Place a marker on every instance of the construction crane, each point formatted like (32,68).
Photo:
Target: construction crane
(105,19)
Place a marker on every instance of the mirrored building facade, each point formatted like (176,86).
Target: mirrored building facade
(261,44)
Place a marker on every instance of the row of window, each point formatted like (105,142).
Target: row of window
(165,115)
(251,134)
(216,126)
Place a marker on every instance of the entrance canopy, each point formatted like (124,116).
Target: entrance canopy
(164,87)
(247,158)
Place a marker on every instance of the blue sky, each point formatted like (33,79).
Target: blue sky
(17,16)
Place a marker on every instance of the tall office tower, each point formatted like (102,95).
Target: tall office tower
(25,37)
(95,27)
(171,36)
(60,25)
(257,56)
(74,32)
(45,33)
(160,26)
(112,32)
○ ○ ○
Copy the lines above verbatim.

Task response:
Place a marker on every instance of the construction crane, each point formatted like (32,68).
Photo:
Target: construction crane
(105,19)
Place a marker on every instance of the mirrored building facade, each point formatted like (176,86).
Target: mirrored building facade
(261,44)
Place a marker on every instance of the row of window, each point formatted like (105,142).
Target: row of window
(165,115)
(251,134)
(216,126)
Place a marker on every instance of the entrance canopy, each point formatted like (124,116).
Target: entrance canopy
(164,87)
(247,158)
Place a marker on every instance of the blue sky, each point formatted like (33,79).
Target: blue sky
(17,16)
Place a marker on every instance of the tall office tower, each point formatted like (102,95).
Target: tall office tower
(25,37)
(95,27)
(171,36)
(60,25)
(257,56)
(74,32)
(45,33)
(160,26)
(112,32)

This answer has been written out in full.